| YOUR TASK |
Can you update the records below, putting "silver car body panel" in place of "white car body panel" and leaving every other word unchanged?

| DATA FOR THIS EXERCISE |
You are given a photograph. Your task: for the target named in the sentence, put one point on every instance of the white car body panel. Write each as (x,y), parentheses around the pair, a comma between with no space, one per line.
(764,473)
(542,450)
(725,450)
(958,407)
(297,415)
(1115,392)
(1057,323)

| CORRECT OUTPUT |
You are given a photograph. Your task: for the target named in the sentence, put one point on every instance of the silver car body panel. Write each as (x,y), parentheses around the pair, a comma between with no space, one per line.
(764,473)
(542,450)
(725,450)
(958,407)
(297,415)
(1115,392)
(1057,323)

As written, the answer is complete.